▶ Problem statement:
Quote every line of the entries below word for word, but omit the pictures from your answer.

▶ Region outline entries:

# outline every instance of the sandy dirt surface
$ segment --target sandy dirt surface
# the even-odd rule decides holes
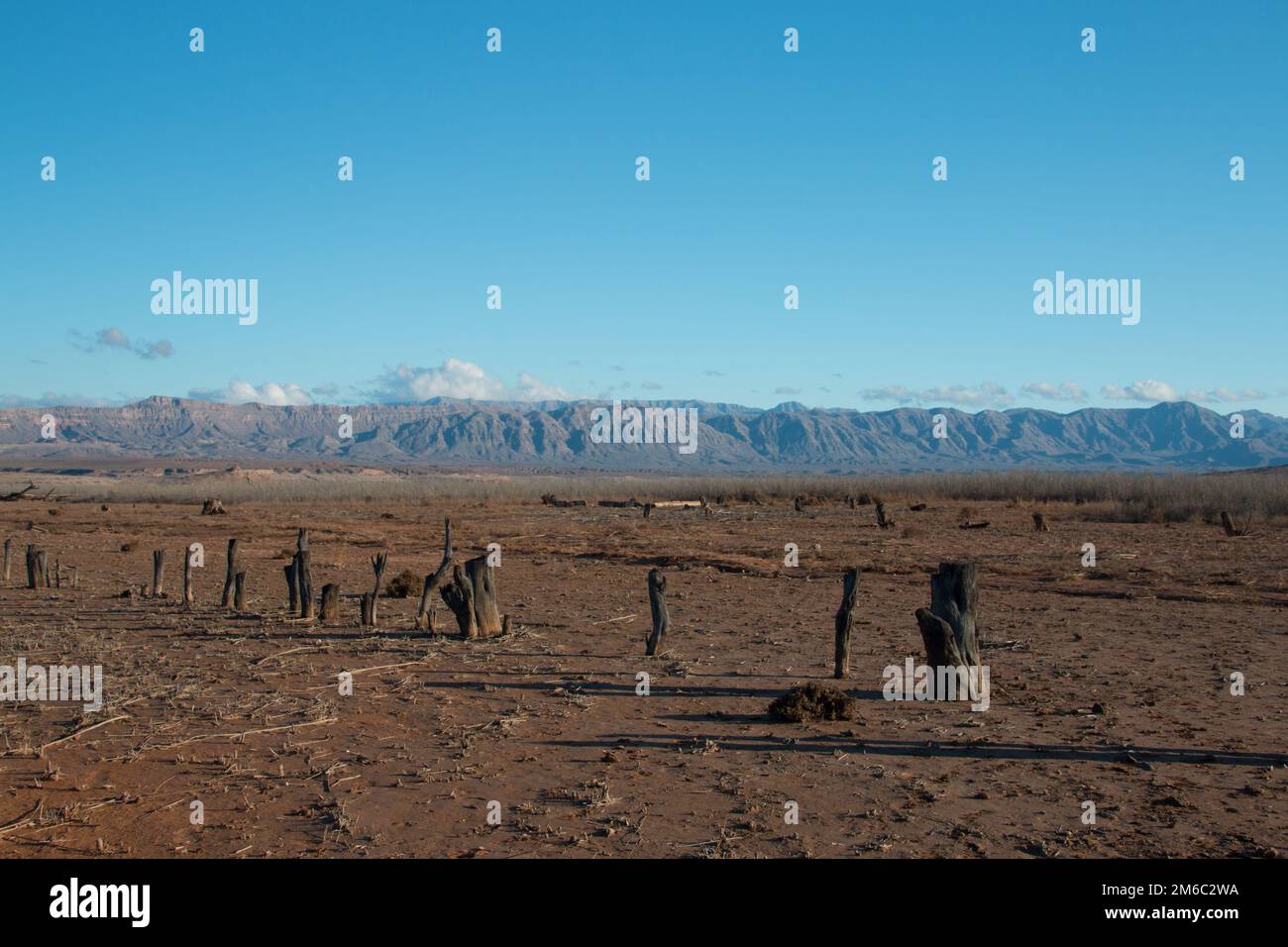
[[[1202,523],[1079,522],[1052,504],[1051,532],[1037,533],[1030,508],[972,504],[992,526],[963,531],[960,504],[890,506],[899,524],[880,531],[871,506],[782,501],[649,519],[518,502],[224,517],[0,504],[15,549],[0,664],[99,664],[106,697],[97,713],[0,706],[0,856],[1288,850],[1288,530],[1227,539]],[[386,579],[433,571],[444,515],[459,558],[501,544],[513,634],[428,638],[412,629],[416,600],[392,598],[379,633],[358,627],[370,557],[389,550]],[[343,586],[336,624],[285,621],[282,567],[301,526],[314,589]],[[229,537],[242,540],[247,615],[218,603]],[[179,555],[193,541],[206,566],[188,612]],[[80,588],[19,588],[28,542],[76,566]],[[782,566],[787,542],[799,568]],[[169,553],[165,599],[138,594],[153,549]],[[927,573],[956,558],[979,564],[989,709],[882,700],[882,669],[923,656],[913,611],[929,604]],[[777,722],[774,697],[831,679],[849,564],[862,568],[845,682],[857,715]],[[653,566],[672,627],[649,658]],[[442,603],[438,624],[452,625]]]

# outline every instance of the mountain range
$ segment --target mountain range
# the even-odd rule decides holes
[[[696,450],[598,443],[603,402],[228,405],[153,397],[120,407],[0,410],[0,457],[17,460],[211,459],[365,465],[510,468],[528,472],[904,473],[1041,468],[1230,470],[1288,463],[1288,419],[1231,420],[1190,402],[1057,414],[1010,408],[890,411],[752,408],[714,402],[632,402],[696,408]],[[352,438],[341,439],[341,415]],[[944,437],[935,437],[936,415]],[[53,439],[48,417],[55,426]],[[43,430],[44,428],[44,430]]]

▶ The solution:
# outline every instance of the sandy dirt surface
$ segment --target sandy dirt surface
# the even-odd rule decides holes
[[[1202,523],[1079,522],[1052,504],[1051,532],[1037,533],[1030,508],[972,504],[992,526],[963,531],[960,504],[890,506],[899,524],[880,531],[871,506],[782,501],[649,519],[518,502],[224,517],[0,504],[15,549],[0,664],[99,664],[106,697],[97,713],[0,706],[0,856],[1288,850],[1288,530],[1227,539]],[[386,579],[433,571],[444,515],[459,558],[501,544],[513,634],[428,638],[412,629],[416,600],[392,598],[379,633],[358,627],[370,557],[389,550]],[[343,586],[336,624],[285,621],[282,567],[301,526],[314,589]],[[229,537],[242,540],[247,615],[218,603]],[[179,555],[193,541],[206,566],[188,612]],[[80,588],[19,588],[28,542],[76,566]],[[782,566],[787,542],[799,568]],[[169,553],[165,599],[138,594],[153,549]],[[927,573],[956,558],[979,564],[989,709],[882,700],[882,669],[923,656],[913,611],[929,604]],[[777,722],[774,697],[831,679],[849,564],[862,568],[845,682],[857,715]],[[653,566],[672,627],[649,658]],[[442,603],[438,624],[452,625]]]

# outline every instance of the mountain range
$ segment --target mountain range
# the even-odd rule decides holes
[[[696,450],[598,443],[603,402],[228,405],[153,397],[120,407],[0,410],[0,457],[17,460],[211,459],[365,465],[510,468],[528,472],[904,473],[1041,468],[1230,470],[1288,463],[1288,419],[1231,420],[1190,402],[1057,414],[1010,408],[890,411],[752,408],[714,402],[632,402],[696,408]],[[352,438],[341,439],[341,415]],[[944,437],[935,437],[936,415]],[[53,439],[48,417],[55,426]],[[43,430],[44,428],[44,430]]]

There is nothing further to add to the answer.